▶ **Stored dataset items**:
──────────────────────────────
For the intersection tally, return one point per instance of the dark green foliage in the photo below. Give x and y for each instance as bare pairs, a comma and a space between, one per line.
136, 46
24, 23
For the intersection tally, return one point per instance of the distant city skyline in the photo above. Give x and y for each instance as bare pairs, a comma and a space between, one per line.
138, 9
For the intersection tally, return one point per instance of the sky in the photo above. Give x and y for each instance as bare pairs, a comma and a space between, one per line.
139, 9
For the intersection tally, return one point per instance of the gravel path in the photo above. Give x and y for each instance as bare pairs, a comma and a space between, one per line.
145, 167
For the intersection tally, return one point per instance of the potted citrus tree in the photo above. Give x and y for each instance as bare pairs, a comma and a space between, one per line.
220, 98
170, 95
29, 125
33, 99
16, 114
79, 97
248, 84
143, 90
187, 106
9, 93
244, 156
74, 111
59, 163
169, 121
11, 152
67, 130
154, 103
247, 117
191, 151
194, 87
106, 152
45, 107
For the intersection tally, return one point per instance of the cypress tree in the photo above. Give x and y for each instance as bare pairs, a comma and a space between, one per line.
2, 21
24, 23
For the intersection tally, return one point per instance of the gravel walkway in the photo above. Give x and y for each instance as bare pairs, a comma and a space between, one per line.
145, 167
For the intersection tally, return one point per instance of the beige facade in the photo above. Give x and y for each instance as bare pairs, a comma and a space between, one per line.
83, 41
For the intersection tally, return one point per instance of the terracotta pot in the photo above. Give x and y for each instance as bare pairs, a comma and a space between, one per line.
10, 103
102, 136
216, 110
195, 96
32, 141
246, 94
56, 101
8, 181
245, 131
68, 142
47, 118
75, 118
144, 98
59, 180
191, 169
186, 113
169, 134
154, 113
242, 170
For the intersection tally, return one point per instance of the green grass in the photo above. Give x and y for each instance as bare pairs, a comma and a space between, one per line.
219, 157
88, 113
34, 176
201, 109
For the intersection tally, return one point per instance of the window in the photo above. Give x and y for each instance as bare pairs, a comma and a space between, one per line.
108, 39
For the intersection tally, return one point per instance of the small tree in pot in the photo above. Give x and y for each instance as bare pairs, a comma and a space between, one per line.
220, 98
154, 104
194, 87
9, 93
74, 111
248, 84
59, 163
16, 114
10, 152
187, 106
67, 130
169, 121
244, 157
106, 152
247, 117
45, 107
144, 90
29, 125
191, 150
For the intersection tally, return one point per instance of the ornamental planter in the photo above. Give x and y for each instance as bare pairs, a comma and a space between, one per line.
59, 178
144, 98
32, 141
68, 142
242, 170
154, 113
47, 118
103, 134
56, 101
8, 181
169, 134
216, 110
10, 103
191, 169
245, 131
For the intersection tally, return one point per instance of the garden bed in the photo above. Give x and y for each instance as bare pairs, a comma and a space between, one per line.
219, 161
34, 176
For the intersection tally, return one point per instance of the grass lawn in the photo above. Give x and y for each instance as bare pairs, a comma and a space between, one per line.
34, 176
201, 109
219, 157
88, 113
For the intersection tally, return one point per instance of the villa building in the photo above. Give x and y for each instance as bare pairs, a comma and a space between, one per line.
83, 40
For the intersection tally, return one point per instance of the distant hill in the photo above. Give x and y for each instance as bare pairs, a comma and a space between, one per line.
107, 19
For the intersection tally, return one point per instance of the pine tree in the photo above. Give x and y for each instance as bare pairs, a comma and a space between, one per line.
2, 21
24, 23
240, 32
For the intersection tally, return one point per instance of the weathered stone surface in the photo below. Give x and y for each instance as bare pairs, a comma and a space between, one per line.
──────────────────────────────
Output the lines of the material as a JSON list of strings, one string per line, beginning at the line that contains "of the garden" and continuing to the final line of the material. Skip any blank lines.

▶ **Problem solution**:
[
  "For the intersection tally, return one point per instance of the garden bed in the photo above. Give x and y for each instance as bare pairs, a comma and a space between, one per line.",
  "219, 161",
  "34, 176",
  "For the intersection tally, return one point per instance of the grass lawn in the photo above. Give x and y for each instance as bare pairs, a comma and a space between, one per line.",
  "34, 176",
  "201, 109",
  "219, 157",
  "88, 113",
  "For the intersection tally, return one point per instance of the villa building in the photo above. Give x and y for each instance as bare pairs, a comma and a space between, one per line.",
  "83, 40",
  "For the intersection tally, return one point per instance of the distant hill in the photo above. Give x and y for each instance as bare pairs, a comma and a space between, one per line.",
  "107, 19",
  "For the intersection tally, return one point per instance of the pine tree in the photo above. Give x and y for each instance as bare pairs, a comma and a space between, one per line.",
  "2, 21",
  "24, 23",
  "240, 32",
  "For the intersection tally, return one point per instance of the weathered stone surface in the photo below. Give x and y for each instance as bare pairs, a comma and a space between, one per line."
]